(Recorded information)

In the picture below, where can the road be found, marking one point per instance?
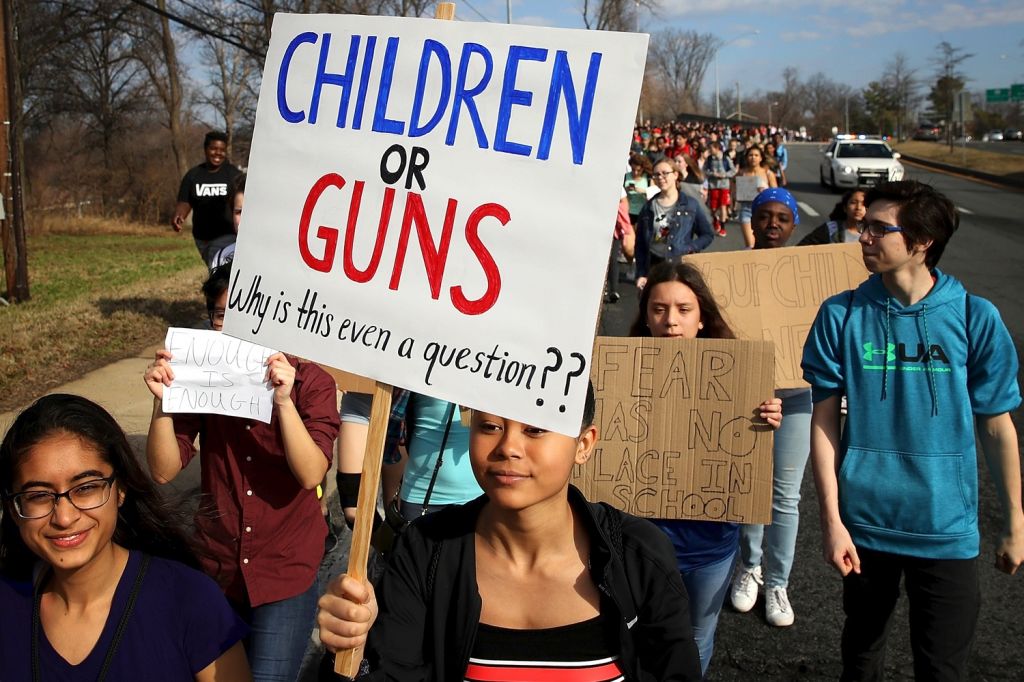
(985, 255)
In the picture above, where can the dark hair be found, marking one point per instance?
(214, 136)
(145, 520)
(839, 212)
(238, 187)
(642, 161)
(924, 214)
(715, 326)
(216, 284)
(747, 151)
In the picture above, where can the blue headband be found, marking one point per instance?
(777, 195)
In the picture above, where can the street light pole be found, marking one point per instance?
(640, 100)
(718, 96)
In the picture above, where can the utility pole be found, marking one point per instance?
(12, 224)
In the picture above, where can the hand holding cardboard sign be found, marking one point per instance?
(281, 375)
(347, 610)
(159, 374)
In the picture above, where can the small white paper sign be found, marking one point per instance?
(217, 374)
(747, 187)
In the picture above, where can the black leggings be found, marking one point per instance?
(944, 603)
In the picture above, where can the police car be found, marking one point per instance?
(858, 161)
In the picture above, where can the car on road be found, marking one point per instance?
(858, 161)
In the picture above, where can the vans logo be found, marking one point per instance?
(211, 188)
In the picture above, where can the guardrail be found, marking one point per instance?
(1010, 182)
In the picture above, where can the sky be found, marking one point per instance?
(849, 41)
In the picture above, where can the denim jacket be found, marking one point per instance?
(689, 231)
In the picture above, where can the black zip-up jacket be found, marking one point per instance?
(430, 607)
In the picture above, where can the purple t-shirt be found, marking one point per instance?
(181, 623)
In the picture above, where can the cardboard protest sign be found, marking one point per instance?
(680, 434)
(747, 187)
(430, 204)
(217, 374)
(774, 294)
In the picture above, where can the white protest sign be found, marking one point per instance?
(217, 374)
(430, 204)
(747, 187)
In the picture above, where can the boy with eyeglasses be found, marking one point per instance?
(921, 361)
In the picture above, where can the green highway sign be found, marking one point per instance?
(997, 94)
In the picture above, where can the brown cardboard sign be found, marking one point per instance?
(679, 431)
(774, 294)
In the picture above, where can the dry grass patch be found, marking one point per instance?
(1009, 165)
(100, 292)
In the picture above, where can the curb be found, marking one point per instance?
(1001, 180)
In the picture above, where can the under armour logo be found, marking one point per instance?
(870, 351)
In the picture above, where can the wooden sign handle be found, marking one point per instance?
(347, 662)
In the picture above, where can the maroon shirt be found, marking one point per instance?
(262, 531)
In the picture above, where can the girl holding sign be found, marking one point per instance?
(844, 224)
(528, 582)
(261, 530)
(775, 216)
(97, 580)
(677, 303)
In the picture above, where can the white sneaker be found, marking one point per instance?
(744, 588)
(778, 610)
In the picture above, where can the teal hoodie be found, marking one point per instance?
(914, 378)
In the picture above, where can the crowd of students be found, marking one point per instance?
(507, 571)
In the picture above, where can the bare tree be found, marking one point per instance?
(157, 52)
(614, 14)
(231, 92)
(949, 81)
(903, 87)
(788, 102)
(680, 59)
(102, 82)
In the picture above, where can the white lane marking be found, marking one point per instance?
(808, 210)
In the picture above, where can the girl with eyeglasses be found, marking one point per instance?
(672, 224)
(97, 579)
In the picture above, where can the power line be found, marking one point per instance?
(195, 27)
(476, 11)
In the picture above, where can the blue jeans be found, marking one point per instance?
(707, 587)
(793, 444)
(279, 635)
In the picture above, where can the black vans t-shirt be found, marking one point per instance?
(206, 193)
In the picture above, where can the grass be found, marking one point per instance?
(1010, 165)
(100, 291)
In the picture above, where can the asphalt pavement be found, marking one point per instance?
(985, 254)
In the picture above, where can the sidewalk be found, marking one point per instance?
(119, 388)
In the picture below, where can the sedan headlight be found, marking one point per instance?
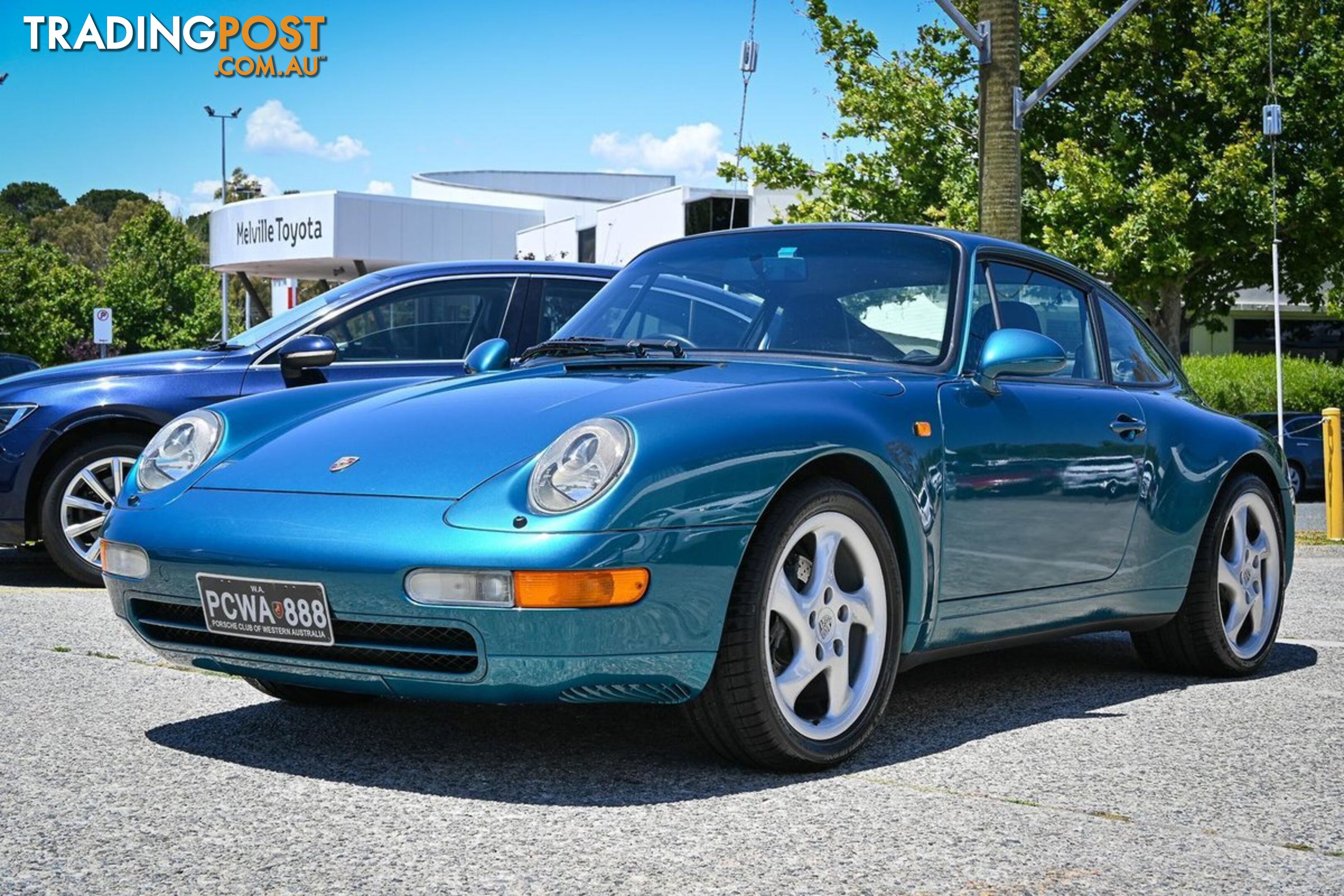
(11, 414)
(580, 465)
(179, 449)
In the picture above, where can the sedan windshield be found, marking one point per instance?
(303, 312)
(850, 292)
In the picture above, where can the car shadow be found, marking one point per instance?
(623, 755)
(30, 567)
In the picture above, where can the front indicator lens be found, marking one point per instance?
(124, 561)
(460, 587)
(585, 589)
(12, 414)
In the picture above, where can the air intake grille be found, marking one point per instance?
(373, 644)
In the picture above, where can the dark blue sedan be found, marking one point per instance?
(69, 434)
(1303, 444)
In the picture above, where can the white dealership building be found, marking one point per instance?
(474, 215)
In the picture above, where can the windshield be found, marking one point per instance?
(303, 312)
(862, 293)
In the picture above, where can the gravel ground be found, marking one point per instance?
(1054, 769)
(1311, 516)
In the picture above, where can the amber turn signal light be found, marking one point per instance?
(582, 589)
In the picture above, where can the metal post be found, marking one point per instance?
(979, 35)
(224, 201)
(1023, 107)
(1334, 475)
(1278, 347)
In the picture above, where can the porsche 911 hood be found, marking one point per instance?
(443, 440)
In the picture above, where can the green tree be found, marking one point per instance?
(83, 233)
(161, 295)
(104, 202)
(242, 186)
(29, 199)
(1146, 166)
(44, 292)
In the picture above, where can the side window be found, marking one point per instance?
(425, 323)
(561, 300)
(1040, 303)
(1133, 355)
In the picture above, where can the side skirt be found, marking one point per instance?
(1132, 624)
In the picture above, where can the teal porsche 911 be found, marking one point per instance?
(760, 475)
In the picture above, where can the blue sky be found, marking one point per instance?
(413, 86)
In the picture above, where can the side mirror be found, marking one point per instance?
(491, 355)
(1018, 353)
(303, 355)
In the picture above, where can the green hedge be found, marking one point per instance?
(1245, 383)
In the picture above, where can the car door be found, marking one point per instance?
(1042, 480)
(414, 330)
(552, 303)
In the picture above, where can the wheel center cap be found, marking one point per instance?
(825, 625)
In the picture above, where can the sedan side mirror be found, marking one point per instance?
(303, 355)
(491, 355)
(1018, 353)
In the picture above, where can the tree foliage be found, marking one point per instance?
(159, 292)
(44, 291)
(83, 233)
(104, 202)
(27, 199)
(1147, 164)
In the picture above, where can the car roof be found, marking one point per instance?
(536, 269)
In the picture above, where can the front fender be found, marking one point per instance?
(701, 461)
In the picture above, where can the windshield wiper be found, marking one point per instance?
(575, 346)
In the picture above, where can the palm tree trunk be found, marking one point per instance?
(1001, 146)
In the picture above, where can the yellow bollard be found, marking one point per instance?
(1334, 475)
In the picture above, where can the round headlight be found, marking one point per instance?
(179, 449)
(580, 465)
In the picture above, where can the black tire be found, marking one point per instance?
(53, 489)
(309, 696)
(737, 714)
(1193, 641)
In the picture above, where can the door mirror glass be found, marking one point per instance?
(1018, 353)
(303, 355)
(491, 355)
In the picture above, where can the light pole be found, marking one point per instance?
(224, 201)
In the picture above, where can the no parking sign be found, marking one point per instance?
(102, 326)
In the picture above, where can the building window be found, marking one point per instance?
(717, 213)
(588, 245)
(1320, 338)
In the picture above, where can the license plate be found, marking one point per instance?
(293, 612)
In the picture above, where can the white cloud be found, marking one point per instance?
(272, 127)
(691, 152)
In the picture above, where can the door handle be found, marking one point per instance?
(1128, 428)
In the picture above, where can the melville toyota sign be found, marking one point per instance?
(273, 229)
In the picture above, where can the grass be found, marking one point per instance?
(1316, 538)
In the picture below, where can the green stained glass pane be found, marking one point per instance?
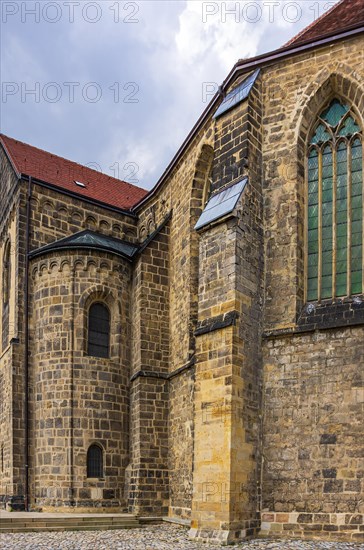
(313, 222)
(321, 135)
(327, 184)
(313, 187)
(341, 254)
(312, 268)
(313, 235)
(313, 211)
(326, 290)
(356, 288)
(334, 113)
(342, 230)
(356, 226)
(313, 159)
(357, 188)
(356, 178)
(312, 289)
(357, 148)
(356, 213)
(341, 284)
(356, 262)
(341, 267)
(349, 127)
(326, 213)
(327, 267)
(341, 216)
(341, 155)
(326, 245)
(356, 239)
(312, 247)
(312, 260)
(341, 290)
(356, 282)
(327, 195)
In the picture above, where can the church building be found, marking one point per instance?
(197, 351)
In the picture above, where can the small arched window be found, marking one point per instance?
(335, 205)
(98, 330)
(6, 273)
(95, 466)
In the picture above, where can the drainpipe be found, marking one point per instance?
(26, 338)
(72, 389)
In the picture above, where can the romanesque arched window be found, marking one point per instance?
(6, 273)
(98, 330)
(95, 466)
(335, 205)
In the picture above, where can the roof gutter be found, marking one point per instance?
(241, 67)
(80, 197)
(64, 191)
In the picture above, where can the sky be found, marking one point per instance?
(118, 85)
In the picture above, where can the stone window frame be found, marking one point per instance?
(89, 342)
(340, 83)
(343, 84)
(6, 279)
(334, 144)
(96, 444)
(104, 295)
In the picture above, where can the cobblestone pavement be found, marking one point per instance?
(158, 537)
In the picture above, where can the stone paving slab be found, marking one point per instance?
(156, 537)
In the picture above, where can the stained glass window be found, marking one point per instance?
(95, 465)
(98, 330)
(335, 205)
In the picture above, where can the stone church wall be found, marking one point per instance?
(76, 399)
(313, 428)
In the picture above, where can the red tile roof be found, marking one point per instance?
(63, 173)
(342, 16)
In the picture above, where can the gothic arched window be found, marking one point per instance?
(95, 466)
(98, 330)
(335, 205)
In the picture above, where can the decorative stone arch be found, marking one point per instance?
(345, 86)
(101, 294)
(5, 293)
(93, 445)
(199, 194)
(6, 268)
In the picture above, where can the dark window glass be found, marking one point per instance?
(98, 330)
(6, 274)
(335, 265)
(94, 462)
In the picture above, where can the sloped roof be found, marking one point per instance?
(342, 16)
(89, 240)
(63, 173)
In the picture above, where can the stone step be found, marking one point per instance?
(67, 523)
(67, 528)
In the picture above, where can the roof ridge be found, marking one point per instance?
(68, 160)
(313, 24)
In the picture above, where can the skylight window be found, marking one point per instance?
(80, 184)
(221, 204)
(237, 95)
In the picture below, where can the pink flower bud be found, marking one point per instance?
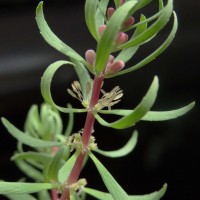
(90, 57)
(101, 29)
(121, 38)
(130, 21)
(122, 2)
(110, 12)
(115, 67)
(110, 59)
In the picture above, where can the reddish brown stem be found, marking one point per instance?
(54, 194)
(87, 131)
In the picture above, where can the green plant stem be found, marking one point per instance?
(87, 131)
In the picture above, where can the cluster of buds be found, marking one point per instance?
(111, 67)
(121, 36)
(75, 142)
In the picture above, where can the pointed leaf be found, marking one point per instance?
(141, 4)
(40, 157)
(106, 196)
(32, 123)
(154, 115)
(70, 123)
(101, 12)
(54, 165)
(111, 184)
(126, 149)
(46, 86)
(98, 194)
(20, 197)
(90, 16)
(26, 139)
(51, 38)
(136, 114)
(29, 170)
(110, 33)
(84, 77)
(21, 188)
(153, 55)
(65, 170)
(152, 196)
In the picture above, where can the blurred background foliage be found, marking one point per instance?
(166, 151)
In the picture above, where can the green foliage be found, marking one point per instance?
(50, 161)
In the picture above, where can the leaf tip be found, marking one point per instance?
(39, 7)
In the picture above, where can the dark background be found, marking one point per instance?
(166, 151)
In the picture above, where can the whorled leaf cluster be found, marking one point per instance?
(53, 150)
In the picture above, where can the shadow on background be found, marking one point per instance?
(166, 151)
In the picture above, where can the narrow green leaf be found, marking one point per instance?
(153, 55)
(152, 196)
(65, 170)
(51, 122)
(46, 86)
(24, 188)
(90, 16)
(98, 194)
(126, 149)
(141, 4)
(29, 170)
(26, 139)
(20, 197)
(84, 78)
(111, 184)
(153, 29)
(70, 123)
(110, 33)
(37, 156)
(51, 38)
(106, 196)
(136, 114)
(32, 123)
(54, 165)
(154, 115)
(101, 13)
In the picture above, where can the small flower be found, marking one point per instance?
(101, 29)
(79, 185)
(120, 39)
(75, 142)
(90, 57)
(122, 2)
(110, 98)
(114, 67)
(129, 22)
(110, 12)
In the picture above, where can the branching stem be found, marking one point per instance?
(87, 131)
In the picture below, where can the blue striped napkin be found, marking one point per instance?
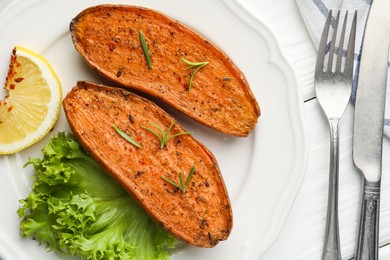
(314, 13)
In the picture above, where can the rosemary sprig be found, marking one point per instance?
(197, 66)
(145, 49)
(164, 137)
(126, 137)
(182, 185)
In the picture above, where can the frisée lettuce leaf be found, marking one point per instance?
(77, 209)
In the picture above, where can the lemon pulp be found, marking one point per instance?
(32, 104)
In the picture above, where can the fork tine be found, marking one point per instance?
(351, 48)
(341, 44)
(322, 46)
(333, 42)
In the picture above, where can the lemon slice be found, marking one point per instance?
(32, 103)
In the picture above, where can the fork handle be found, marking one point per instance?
(368, 242)
(332, 237)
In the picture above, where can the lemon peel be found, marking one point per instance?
(32, 104)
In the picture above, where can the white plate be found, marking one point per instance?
(263, 172)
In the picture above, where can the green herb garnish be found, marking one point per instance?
(197, 66)
(182, 185)
(163, 136)
(126, 137)
(145, 48)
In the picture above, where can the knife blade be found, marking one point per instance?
(368, 124)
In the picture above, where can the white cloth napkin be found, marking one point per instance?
(314, 13)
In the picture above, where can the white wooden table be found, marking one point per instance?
(303, 234)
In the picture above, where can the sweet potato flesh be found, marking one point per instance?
(107, 37)
(201, 215)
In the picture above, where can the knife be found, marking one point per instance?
(368, 124)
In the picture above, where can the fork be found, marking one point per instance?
(333, 86)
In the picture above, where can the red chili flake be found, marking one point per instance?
(19, 80)
(112, 45)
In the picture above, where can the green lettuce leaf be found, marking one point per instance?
(77, 209)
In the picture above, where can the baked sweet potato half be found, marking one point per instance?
(179, 184)
(108, 37)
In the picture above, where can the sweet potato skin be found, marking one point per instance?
(107, 37)
(201, 215)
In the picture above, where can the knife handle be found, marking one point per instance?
(368, 239)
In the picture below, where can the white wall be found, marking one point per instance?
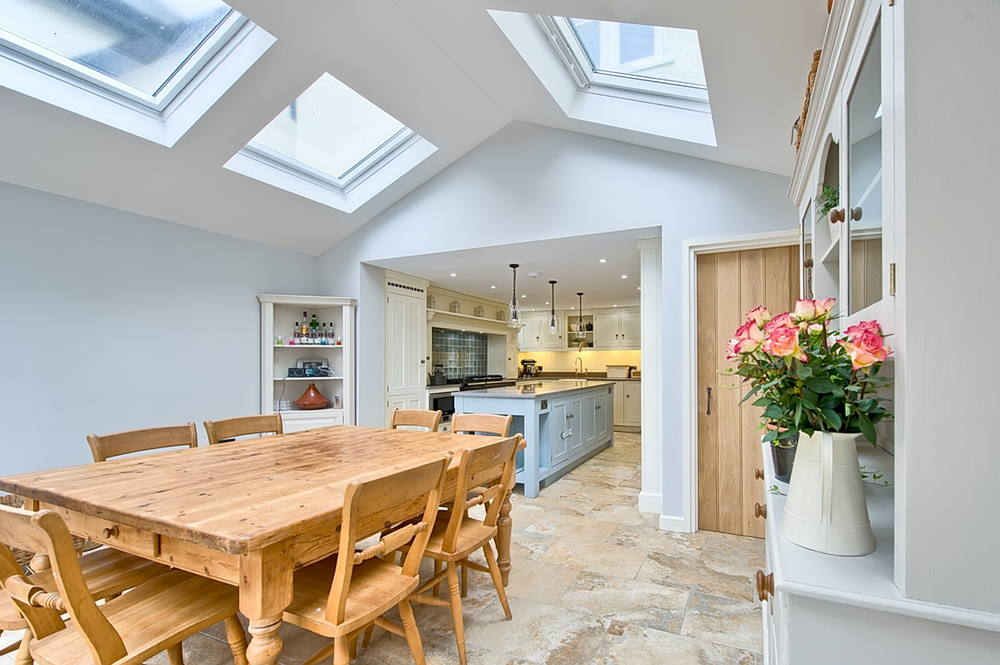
(529, 183)
(112, 321)
(947, 446)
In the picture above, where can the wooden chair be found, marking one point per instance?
(415, 418)
(481, 423)
(220, 431)
(341, 596)
(456, 535)
(154, 616)
(140, 440)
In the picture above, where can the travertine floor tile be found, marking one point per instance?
(627, 601)
(693, 574)
(648, 646)
(541, 633)
(723, 620)
(652, 539)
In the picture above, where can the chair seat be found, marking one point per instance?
(175, 603)
(375, 585)
(472, 534)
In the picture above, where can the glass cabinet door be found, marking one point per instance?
(864, 181)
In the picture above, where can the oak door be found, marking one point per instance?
(729, 285)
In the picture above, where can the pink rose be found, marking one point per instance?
(866, 348)
(824, 306)
(759, 315)
(783, 341)
(805, 310)
(748, 339)
(863, 327)
(780, 321)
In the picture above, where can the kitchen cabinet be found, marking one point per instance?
(405, 345)
(618, 330)
(628, 404)
(278, 315)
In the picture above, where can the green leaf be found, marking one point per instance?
(831, 417)
(821, 385)
(867, 428)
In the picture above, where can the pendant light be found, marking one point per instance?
(513, 313)
(552, 314)
(581, 332)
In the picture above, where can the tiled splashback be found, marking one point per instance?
(460, 353)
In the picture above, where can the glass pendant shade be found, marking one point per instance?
(513, 312)
(552, 313)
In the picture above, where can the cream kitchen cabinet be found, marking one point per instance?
(618, 330)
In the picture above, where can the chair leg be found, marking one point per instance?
(237, 639)
(497, 579)
(23, 656)
(175, 654)
(465, 578)
(455, 596)
(437, 571)
(412, 634)
(341, 651)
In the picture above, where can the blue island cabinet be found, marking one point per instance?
(564, 423)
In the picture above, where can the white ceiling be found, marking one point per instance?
(443, 68)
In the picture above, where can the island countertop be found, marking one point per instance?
(535, 388)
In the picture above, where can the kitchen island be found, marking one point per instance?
(563, 422)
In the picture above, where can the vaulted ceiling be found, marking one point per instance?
(443, 68)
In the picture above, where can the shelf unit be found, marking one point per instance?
(279, 313)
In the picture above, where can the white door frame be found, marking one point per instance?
(689, 344)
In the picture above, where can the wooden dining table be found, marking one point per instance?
(247, 513)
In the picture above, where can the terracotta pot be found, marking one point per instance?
(312, 398)
(826, 509)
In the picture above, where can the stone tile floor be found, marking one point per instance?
(593, 582)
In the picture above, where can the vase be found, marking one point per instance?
(826, 509)
(783, 458)
(312, 398)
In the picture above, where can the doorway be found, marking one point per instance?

(End Recorded information)

§ What you should do
The answer should be the exact lines running from the line containing "In the picture above, where can the tiled" to the last line of the entries, with nothing else.

§ Written response
In the picture above, where can the tiled splashback be found, marking one point per instance?
(460, 353)
In the picture above, where can the glass pendant shade be found, marking one point per instance?
(513, 312)
(552, 313)
In the picture above, where can the cream kitchen cabinet be found, marking one point per instance?
(618, 330)
In the picture above, where can the chair leg be found, marking one point per instance?
(237, 639)
(497, 579)
(23, 656)
(175, 654)
(465, 578)
(455, 596)
(437, 571)
(412, 634)
(341, 651)
In the picture above, where can the blue island cabinet be found, marking one point per instance?
(564, 423)
In the picture above, where can the white ceiling be found, marking one point per instance?
(443, 68)
In the picture above, where can the island countertop be found, marking one point per instance?
(535, 388)
In the picture above, where can the kitchen island be found, marking one point per instance?
(563, 422)
In the picture above, where can the vaulted ceiling be found, marking one point per instance?
(443, 68)
In the picture above, where can the shelf unit be found, marking one point per instance?
(279, 313)
In the picture above, where can the white door frame be found, marking one point per instance?
(689, 344)
In the picture above, where can the wooden dining table be found, marking one point per instance?
(247, 513)
In the picture above, where can the terracotta pot be found, marking one point per instance?
(312, 398)
(826, 509)
In the picture above, where can the stone tile floor be found, marking one point per instance?
(593, 582)
In the picture above, where can the vase be found, marking one point per instance?
(826, 509)
(783, 458)
(312, 398)
In the picture above, where can the doorway be found, marking one point per instance?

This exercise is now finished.